_PROBLEM TO WORK ON_: In the entries from the line containing "Please point out the go-kart" through the end of the entries, both included, change "instance" to "occurrence". Write those lines out again with nothing else altered.

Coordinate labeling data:

┏━━

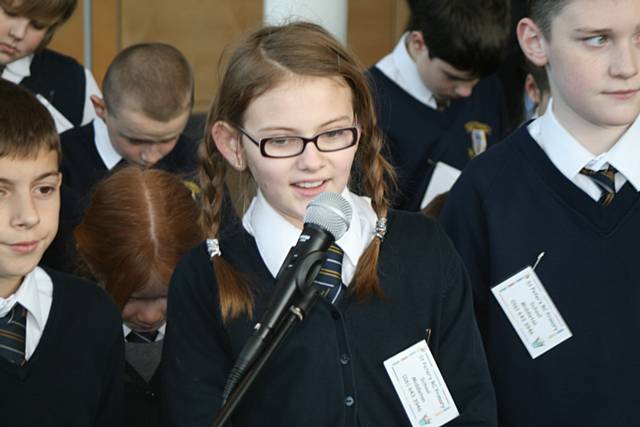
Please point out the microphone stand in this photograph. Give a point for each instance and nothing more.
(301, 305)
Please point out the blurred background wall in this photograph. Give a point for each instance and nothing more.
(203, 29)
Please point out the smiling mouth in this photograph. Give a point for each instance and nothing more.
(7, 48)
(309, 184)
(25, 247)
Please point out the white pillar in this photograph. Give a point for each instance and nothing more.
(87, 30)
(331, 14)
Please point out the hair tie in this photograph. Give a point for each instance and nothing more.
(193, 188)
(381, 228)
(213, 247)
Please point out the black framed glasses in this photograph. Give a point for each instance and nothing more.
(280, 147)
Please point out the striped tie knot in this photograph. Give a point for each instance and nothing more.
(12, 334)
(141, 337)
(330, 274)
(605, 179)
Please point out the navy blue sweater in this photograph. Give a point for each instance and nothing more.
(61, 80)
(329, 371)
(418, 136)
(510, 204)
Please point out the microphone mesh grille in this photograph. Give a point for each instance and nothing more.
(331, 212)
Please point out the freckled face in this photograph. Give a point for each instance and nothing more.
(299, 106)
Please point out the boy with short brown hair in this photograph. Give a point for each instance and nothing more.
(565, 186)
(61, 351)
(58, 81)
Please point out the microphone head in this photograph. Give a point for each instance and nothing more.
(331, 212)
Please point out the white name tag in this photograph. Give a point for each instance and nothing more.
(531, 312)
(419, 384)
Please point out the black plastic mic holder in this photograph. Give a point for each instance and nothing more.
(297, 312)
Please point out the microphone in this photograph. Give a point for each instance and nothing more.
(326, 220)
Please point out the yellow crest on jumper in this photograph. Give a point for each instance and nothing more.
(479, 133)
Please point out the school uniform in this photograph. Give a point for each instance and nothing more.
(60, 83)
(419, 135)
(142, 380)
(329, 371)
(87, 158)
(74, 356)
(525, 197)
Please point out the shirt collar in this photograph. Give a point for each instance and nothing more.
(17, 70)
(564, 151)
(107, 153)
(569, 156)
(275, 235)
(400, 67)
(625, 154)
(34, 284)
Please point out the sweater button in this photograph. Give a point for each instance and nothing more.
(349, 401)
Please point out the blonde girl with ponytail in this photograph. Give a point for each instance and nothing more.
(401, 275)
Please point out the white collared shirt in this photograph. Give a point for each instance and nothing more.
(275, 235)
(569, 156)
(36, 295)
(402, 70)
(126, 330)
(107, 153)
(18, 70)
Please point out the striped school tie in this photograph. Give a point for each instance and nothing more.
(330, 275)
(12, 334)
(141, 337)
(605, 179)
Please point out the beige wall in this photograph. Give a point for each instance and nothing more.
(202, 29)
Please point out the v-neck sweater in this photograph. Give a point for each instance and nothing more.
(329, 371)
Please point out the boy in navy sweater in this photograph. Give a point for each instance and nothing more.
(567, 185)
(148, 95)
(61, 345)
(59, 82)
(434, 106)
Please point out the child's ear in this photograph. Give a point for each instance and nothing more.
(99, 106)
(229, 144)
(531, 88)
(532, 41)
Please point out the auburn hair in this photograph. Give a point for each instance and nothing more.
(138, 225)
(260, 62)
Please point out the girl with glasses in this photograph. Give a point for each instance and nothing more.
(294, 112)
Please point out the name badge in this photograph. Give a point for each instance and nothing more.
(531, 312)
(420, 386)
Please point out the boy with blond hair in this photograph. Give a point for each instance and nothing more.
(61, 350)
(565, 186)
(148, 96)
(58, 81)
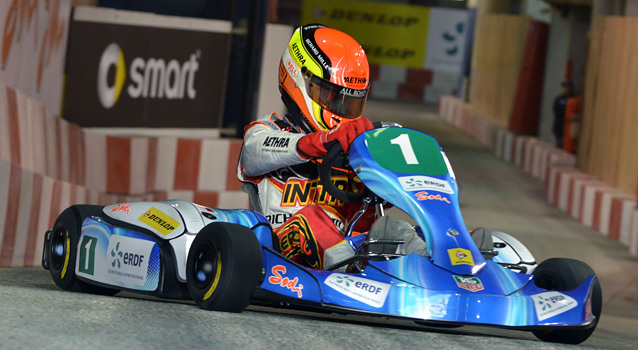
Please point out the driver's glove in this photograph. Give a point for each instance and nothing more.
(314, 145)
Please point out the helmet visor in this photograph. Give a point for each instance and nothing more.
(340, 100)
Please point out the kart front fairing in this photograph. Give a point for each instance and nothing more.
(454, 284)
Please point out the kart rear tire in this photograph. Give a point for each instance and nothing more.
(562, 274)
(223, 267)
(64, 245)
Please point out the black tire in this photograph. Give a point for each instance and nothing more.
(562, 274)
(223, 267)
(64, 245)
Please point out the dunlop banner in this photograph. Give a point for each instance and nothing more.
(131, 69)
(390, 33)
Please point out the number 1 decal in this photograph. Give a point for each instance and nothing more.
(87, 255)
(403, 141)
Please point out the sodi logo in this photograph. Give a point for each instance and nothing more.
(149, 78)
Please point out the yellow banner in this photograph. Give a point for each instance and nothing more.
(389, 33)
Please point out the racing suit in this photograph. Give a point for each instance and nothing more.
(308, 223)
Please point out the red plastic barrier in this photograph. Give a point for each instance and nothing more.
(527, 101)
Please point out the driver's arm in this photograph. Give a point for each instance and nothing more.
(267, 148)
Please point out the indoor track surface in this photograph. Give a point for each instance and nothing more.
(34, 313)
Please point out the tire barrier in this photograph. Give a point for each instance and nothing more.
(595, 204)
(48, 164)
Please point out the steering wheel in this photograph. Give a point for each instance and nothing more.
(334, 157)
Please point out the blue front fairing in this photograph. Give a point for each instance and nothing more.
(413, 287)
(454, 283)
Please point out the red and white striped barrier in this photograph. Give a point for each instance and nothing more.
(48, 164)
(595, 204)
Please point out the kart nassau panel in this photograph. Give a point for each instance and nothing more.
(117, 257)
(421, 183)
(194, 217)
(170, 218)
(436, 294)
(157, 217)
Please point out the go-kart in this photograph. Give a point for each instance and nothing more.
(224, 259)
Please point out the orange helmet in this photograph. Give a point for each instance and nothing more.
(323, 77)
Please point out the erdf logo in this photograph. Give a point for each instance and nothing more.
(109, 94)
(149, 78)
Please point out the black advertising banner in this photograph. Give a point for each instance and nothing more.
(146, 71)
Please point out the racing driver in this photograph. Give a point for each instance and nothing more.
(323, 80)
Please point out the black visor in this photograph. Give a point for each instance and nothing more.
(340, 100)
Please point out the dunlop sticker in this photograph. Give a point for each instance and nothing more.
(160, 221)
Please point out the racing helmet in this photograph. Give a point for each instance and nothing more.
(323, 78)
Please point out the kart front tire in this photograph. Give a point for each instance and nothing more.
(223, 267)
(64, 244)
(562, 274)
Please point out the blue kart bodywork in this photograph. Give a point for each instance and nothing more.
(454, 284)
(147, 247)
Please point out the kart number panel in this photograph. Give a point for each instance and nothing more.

┗━━

_SOLUTION BELOW_:
Please point out the go-kart in this photograph. Give a point for each occurrence and nothing more.
(224, 259)
Please point out the orange helmet in this photograph. Give a point for each occurrence and nothing more.
(323, 77)
Please point out the erdf logo in this photograph. Give a point for each occurrence and nothing more.
(109, 94)
(149, 78)
Please point out the black advertising banner in this photograph. Give a point for each occurrence and nothing more.
(146, 71)
Please point out the racing driver in this photograph. Give a point for each occurrence and nothing more.
(323, 80)
Please point out the black visor in this photograph. Give a point for each occurrence and nothing more.
(340, 100)
Please point out the dunlop sticker in this photograph. Give a point for each occurrence and nothing more.
(160, 221)
Please point out the racing helmet in this photograph. Give a point for each occurrence and nothing more.
(323, 78)
Please point out the kart front tire in this photograph. Give a point for each occurrence and nothing more.
(223, 267)
(64, 244)
(562, 274)
Please point out the blue kart bodywork in this photograph. Give a point for each occurrence and nothing more.
(454, 284)
(147, 247)
Please point out the kart number panel in this photograph. Give a point for each occurrence and nothing more.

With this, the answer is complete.